== Segment start ==
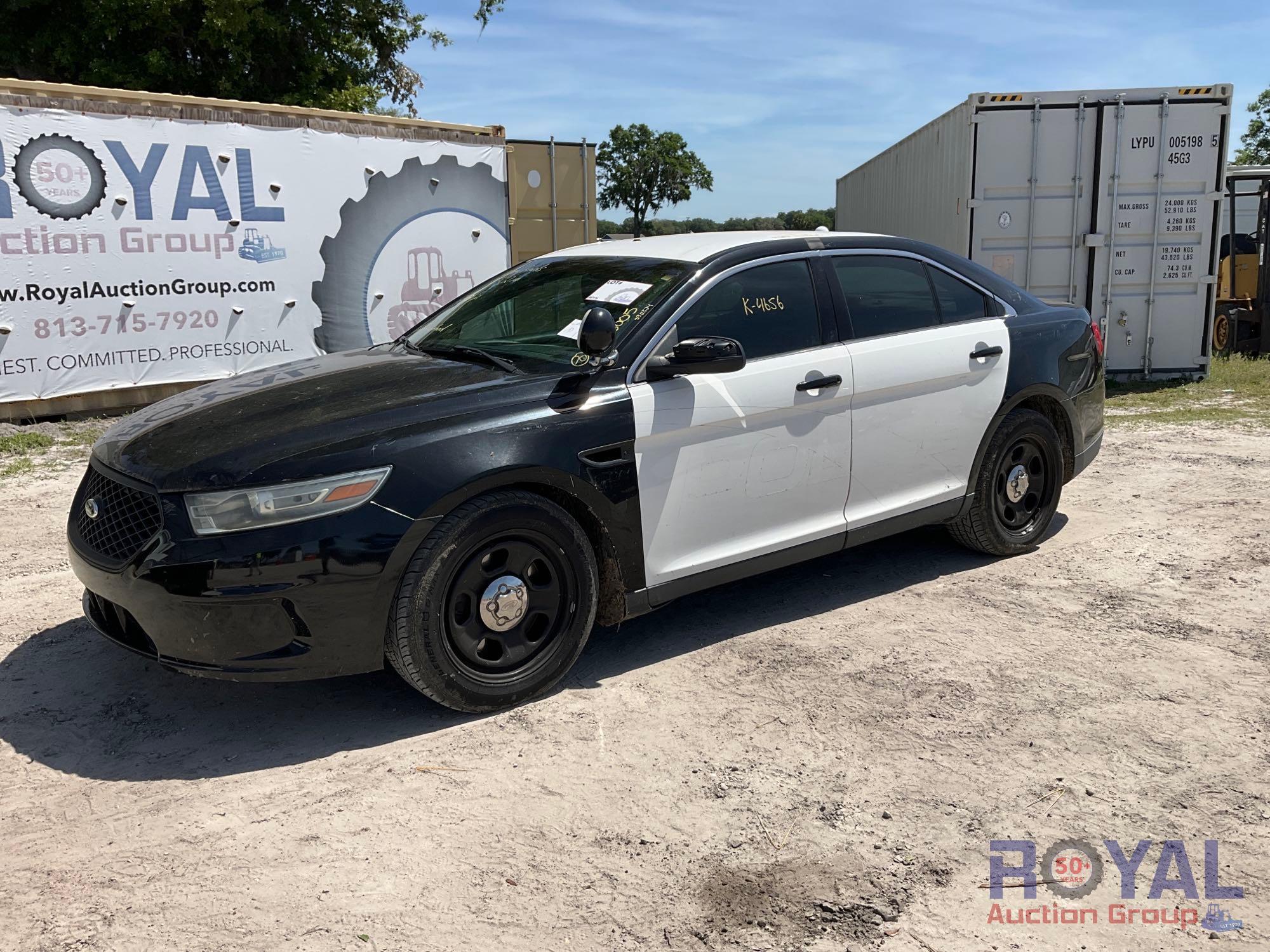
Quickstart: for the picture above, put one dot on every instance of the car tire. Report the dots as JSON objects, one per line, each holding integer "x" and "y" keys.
{"x": 469, "y": 639}
{"x": 1010, "y": 516}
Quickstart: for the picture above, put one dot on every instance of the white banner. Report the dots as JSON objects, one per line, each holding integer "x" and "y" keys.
{"x": 143, "y": 251}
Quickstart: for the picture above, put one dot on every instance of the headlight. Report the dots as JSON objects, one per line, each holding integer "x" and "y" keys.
{"x": 237, "y": 510}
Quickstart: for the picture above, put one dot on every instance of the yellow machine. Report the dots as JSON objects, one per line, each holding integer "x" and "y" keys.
{"x": 1241, "y": 321}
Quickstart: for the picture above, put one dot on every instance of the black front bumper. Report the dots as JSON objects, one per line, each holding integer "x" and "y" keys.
{"x": 294, "y": 602}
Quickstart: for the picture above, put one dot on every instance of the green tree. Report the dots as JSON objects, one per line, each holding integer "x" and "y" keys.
{"x": 1257, "y": 140}
{"x": 807, "y": 221}
{"x": 298, "y": 53}
{"x": 643, "y": 171}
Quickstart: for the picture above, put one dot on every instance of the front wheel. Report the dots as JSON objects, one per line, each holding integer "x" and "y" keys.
{"x": 1018, "y": 491}
{"x": 497, "y": 604}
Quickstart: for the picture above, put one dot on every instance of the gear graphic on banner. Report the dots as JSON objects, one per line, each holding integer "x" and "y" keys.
{"x": 389, "y": 267}
{"x": 59, "y": 177}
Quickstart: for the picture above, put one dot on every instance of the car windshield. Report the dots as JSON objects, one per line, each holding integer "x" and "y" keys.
{"x": 524, "y": 315}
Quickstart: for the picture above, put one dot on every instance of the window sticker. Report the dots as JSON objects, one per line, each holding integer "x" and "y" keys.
{"x": 619, "y": 293}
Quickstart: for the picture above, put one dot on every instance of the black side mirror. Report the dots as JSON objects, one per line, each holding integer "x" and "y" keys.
{"x": 598, "y": 333}
{"x": 698, "y": 356}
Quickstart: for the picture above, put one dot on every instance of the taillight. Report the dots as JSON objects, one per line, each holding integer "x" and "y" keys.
{"x": 1098, "y": 337}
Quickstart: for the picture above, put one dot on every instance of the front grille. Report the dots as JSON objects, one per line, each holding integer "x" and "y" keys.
{"x": 126, "y": 517}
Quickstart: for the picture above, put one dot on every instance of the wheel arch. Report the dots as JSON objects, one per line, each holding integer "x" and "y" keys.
{"x": 1051, "y": 403}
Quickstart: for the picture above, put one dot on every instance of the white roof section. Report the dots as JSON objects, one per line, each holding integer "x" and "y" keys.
{"x": 690, "y": 248}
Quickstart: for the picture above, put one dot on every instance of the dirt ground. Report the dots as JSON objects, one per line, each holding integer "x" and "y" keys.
{"x": 813, "y": 760}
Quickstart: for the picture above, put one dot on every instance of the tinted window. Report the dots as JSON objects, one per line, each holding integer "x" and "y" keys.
{"x": 886, "y": 295}
{"x": 770, "y": 310}
{"x": 958, "y": 300}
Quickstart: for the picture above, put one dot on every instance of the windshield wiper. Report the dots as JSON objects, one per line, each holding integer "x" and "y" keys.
{"x": 472, "y": 354}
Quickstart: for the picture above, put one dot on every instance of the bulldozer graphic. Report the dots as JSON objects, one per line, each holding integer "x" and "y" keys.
{"x": 260, "y": 248}
{"x": 1220, "y": 921}
{"x": 426, "y": 290}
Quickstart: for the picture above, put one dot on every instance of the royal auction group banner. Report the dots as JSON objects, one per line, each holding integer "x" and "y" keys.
{"x": 139, "y": 251}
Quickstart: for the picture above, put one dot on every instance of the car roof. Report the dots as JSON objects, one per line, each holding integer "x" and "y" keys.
{"x": 693, "y": 247}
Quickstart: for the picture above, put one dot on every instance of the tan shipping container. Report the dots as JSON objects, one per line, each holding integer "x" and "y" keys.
{"x": 552, "y": 196}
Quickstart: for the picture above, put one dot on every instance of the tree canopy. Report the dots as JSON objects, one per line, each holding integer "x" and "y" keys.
{"x": 645, "y": 171}
{"x": 807, "y": 220}
{"x": 1257, "y": 140}
{"x": 298, "y": 53}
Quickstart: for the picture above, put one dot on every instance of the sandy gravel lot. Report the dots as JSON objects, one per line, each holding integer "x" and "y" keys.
{"x": 815, "y": 760}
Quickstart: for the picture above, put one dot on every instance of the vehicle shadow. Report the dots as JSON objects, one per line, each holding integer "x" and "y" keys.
{"x": 74, "y": 703}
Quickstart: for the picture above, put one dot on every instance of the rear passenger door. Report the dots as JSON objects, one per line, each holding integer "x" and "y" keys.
{"x": 923, "y": 398}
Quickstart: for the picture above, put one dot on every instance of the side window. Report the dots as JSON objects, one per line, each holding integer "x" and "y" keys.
{"x": 886, "y": 295}
{"x": 958, "y": 300}
{"x": 770, "y": 310}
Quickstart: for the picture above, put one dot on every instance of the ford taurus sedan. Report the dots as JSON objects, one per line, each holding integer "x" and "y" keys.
{"x": 581, "y": 440}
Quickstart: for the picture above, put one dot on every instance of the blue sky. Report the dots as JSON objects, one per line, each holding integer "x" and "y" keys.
{"x": 782, "y": 98}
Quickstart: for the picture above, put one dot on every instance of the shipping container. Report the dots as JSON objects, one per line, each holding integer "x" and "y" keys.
{"x": 150, "y": 242}
{"x": 552, "y": 192}
{"x": 1104, "y": 199}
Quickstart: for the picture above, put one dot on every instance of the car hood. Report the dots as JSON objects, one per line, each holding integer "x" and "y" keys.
{"x": 244, "y": 430}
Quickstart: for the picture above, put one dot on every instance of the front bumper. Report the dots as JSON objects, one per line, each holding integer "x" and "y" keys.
{"x": 291, "y": 602}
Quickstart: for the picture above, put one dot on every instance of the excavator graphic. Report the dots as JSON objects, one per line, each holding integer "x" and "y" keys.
{"x": 427, "y": 288}
{"x": 260, "y": 248}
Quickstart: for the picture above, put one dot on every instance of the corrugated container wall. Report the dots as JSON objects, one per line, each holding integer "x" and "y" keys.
{"x": 1104, "y": 199}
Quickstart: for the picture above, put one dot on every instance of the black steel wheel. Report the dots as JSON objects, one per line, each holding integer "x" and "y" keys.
{"x": 1018, "y": 491}
{"x": 506, "y": 605}
{"x": 1023, "y": 487}
{"x": 496, "y": 605}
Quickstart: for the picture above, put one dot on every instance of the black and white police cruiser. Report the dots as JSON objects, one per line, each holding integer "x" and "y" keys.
{"x": 580, "y": 440}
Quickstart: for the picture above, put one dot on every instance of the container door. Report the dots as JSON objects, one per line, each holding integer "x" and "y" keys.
{"x": 1155, "y": 244}
{"x": 1031, "y": 233}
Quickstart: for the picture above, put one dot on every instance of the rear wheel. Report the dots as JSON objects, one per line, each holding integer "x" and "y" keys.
{"x": 1020, "y": 483}
{"x": 497, "y": 604}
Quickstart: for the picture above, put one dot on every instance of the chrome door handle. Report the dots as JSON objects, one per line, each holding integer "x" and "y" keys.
{"x": 820, "y": 383}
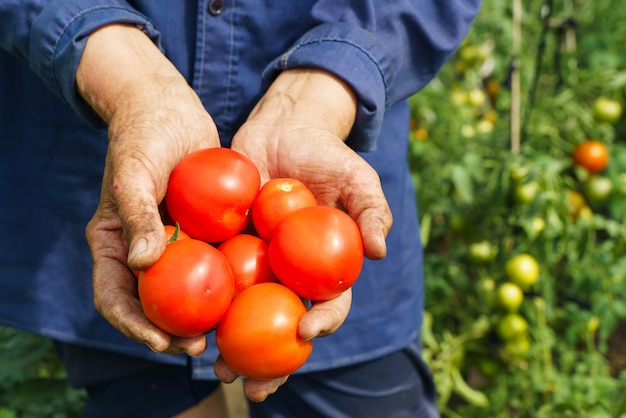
== Segment end ==
Aim of the task
What is needed here is an exact transcript of the data above, pictures excluded.

Result below
Quickstart: for the picture above, put one dot on every instance of the car tire. Report the dots as JSON objects, one per line, each holding integer "x" and "y" keys.
{"x": 469, "y": 639}
{"x": 1010, "y": 516}
Quickstart: for the picture above, put one dot on every instance of the white banner. Report the dots as JSON objects, one per line, each holding integer "x" and "y" keys.
{"x": 143, "y": 251}
Quickstart: for the picture above, put one dot on every instance of the headlight. Report the dots as JSON objects, one per line, each holding integer "x" and "y" keys.
{"x": 237, "y": 510}
Quickstart: for the picture above, put one dot on every instance of the yellow machine. Report the dots as JSON objects, one per line, each holding integer "x" and "y" keys.
{"x": 1241, "y": 321}
Quickstart: for the picture above, put one dot on every instance of the black front bumper. Report the dots as JSON objects, one per line, each holding integer "x" and "y" keys.
{"x": 294, "y": 602}
Quickstart: for the picture above, put one dot on every instance of the green tree. Report the dots as JSON objects, one per line, each holding integer "x" and "y" keys.
{"x": 1257, "y": 140}
{"x": 807, "y": 221}
{"x": 298, "y": 53}
{"x": 643, "y": 171}
Quickstart: for the picture above, put one dot on every instance of the front wheel. Report the dots as JSON objects, one per line, each holding integer "x" and "y" keys.
{"x": 1018, "y": 491}
{"x": 497, "y": 604}
Quickstart: for the picture above, put one dot on every instance of the gear graphic on banner. Report the dots as JSON objects, one per line, each holding integer "x" and "y" keys.
{"x": 389, "y": 267}
{"x": 59, "y": 177}
Quickstart: for the picture above, put one dot on every instance of the car windshield. Report the dots as JSON objects, one per line, each holding integer "x" and "y" keys.
{"x": 524, "y": 315}
Quickstart: for the picture above, put one dot on every instance of the window sticker. Report the dots as JSON objects, one per line, each holding integer "x" and "y" keys.
{"x": 619, "y": 293}
Quickstart: for the picture above, put one dot on every instance of the black side mirror. Report the dots as JSON objects, one per line, each holding integer "x" and "y" keys.
{"x": 598, "y": 333}
{"x": 698, "y": 356}
Quickstart: for the picture above, put one dot on every instance of the taillight. Report the dots as JSON objects, one per line, each holding integer "x" and "y" keys.
{"x": 1098, "y": 337}
Quickstart: for the picture above, put one dot on every instance of the front grille. Report the dots as JSON objects, one per line, each holding integer "x" and "y" keys.
{"x": 126, "y": 517}
Quickstart: for the picture above, put one dot on every instance of the wheel arch. Report the dots as JSON objects, one per line, each holding integer "x" and "y" keys.
{"x": 1051, "y": 403}
Quickstart: for the picture above, put one dot on every instance of the white roof section. Report the dots as JSON objects, one per line, each holding integer "x" and "y" keys.
{"x": 690, "y": 248}
Quickstart: for the picture above, put one dot on every instance of the dirt ground. Report the dots as JSON objects, one per line, each holding integer "x" and "y" keys.
{"x": 813, "y": 760}
Quickstart: for the picture above, put one dot on every instance of the tinted window. Report the dots as JSON objects, one per line, each holding integer "x" and "y" keys.
{"x": 886, "y": 295}
{"x": 770, "y": 310}
{"x": 958, "y": 300}
Quickstart: for the picture above, put one dot on every instance of the windshield wiper. Report the dots as JSON objects, one per line, each holding integer "x" and "y" keys.
{"x": 472, "y": 354}
Quickstart: for the picture above, put one dot on every instance of the bulldozer graphic. Report the dots as JSON objects, one per line, each holding integer "x" and "y" keys.
{"x": 260, "y": 248}
{"x": 1220, "y": 921}
{"x": 426, "y": 290}
Quickstart: for the picture above, put one dot on every instance of the royal auction group banner. Report the dots as JSON objects, one per line, each holding integer "x" and "y" keys.
{"x": 139, "y": 251}
Quickstart: for the picture above, put one dot on every instance of the car roof. Report the dots as JSON objects, one per line, each holding integer "x" and "y" keys.
{"x": 693, "y": 247}
Quickstart: for the picture above, put one dot on every instance of the tan shipping container. Report the dots as JSON objects, one per line, each holding integer "x" and "y" keys.
{"x": 552, "y": 196}
Quickstart: for the picture above, put one dot on every instance of the tree canopy. Report the dots as JSON objects, one per line, each holding integer "x" and "y" keys.
{"x": 645, "y": 171}
{"x": 807, "y": 220}
{"x": 1257, "y": 140}
{"x": 298, "y": 53}
Quickstart: for the picture above, put one dot on every instance of the sandy gravel lot. Report the dots as JSON objects, one per line, each holding integer "x" and "y" keys.
{"x": 815, "y": 760}
Quickstart: for the picture above, put one dot on every instance of the vehicle shadow. Report the dots as JSON objects, one per line, each holding integer "x" and "y" keys.
{"x": 74, "y": 703}
Quickstart: for the picture above, put one dot on every instance of the rear passenger door. Report the dots as JSON objects, one per line, each holding integer "x" and "y" keys.
{"x": 923, "y": 398}
Quickstart: for the picture above, put one dot on every instance of the side window. Report the dots as JSON objects, one per line, each holding integer "x" and "y" keys.
{"x": 886, "y": 295}
{"x": 958, "y": 300}
{"x": 770, "y": 310}
Quickstart: for the picture above, put one dot on every instance of the ford taurus sedan. Report the dots as JSON objects, one per line, each holding integer "x" and "y" keys.
{"x": 581, "y": 440}
Quickstart: for the picture above, put one dot on every instance of the blue sky. Report the dots as JSON objects, one per line, each holding integer "x" and "y" keys.
{"x": 782, "y": 98}
Quickstart: for the picture above, put one dot on every instance of the shipping container. Report the dots as JSON objects, one per line, each holding integer "x" and "y" keys.
{"x": 150, "y": 242}
{"x": 552, "y": 192}
{"x": 1104, "y": 199}
Quickstart: for the picture above, put one dot on every instance of the car hood. Report the dots as JSON objects, one per line, each holding integer "x" and "y" keys.
{"x": 244, "y": 430}
Quickstart: for the picture above, put one dot on every instance of the front bumper. Report the dots as JSON objects, one per line, each holding integer "x" and "y" keys.
{"x": 291, "y": 602}
Quickstart: for the picture above, put one dot on every instance of the excavator graphic. Report the dots as JSON objects, one per line, each holding integer "x" and "y" keys.
{"x": 427, "y": 288}
{"x": 260, "y": 248}
Quickstart: for the picture above, put one dot on every instance of the corrugated container wall. Report the dots as JSON objects, one per line, each holding integer "x" and "y" keys.
{"x": 1104, "y": 199}
Quickstart: for the picture above, put one dot on every instance of the black steel wheel. Report the dots as JSON objects, one per line, each holding integer "x" and "y" keys.
{"x": 1018, "y": 491}
{"x": 506, "y": 605}
{"x": 1023, "y": 487}
{"x": 496, "y": 605}
Quickstart: for the picture above, put one dot on every instance of the black and white police cruiser. Report the dots as JSON objects, one per line, each holding integer "x" and "y" keys.
{"x": 580, "y": 440}
Quickstart: for the picture above, put one dot on every instance of the container door. Report the dots as JSON objects, one per line, each holding integer "x" and "y" keys.
{"x": 1155, "y": 244}
{"x": 1031, "y": 233}
Quickstart: for the picture above, put one dot on every instance of the rear wheel. Report the dots as JSON objects, one per line, each holding integer "x" and "y" keys.
{"x": 1020, "y": 483}
{"x": 497, "y": 604}
Quickstart: for the picture above, put one dot on every instance of the chrome door handle. Report the dots as JSON objects, one per line, each holding integer "x" and "y" keys.
{"x": 820, "y": 383}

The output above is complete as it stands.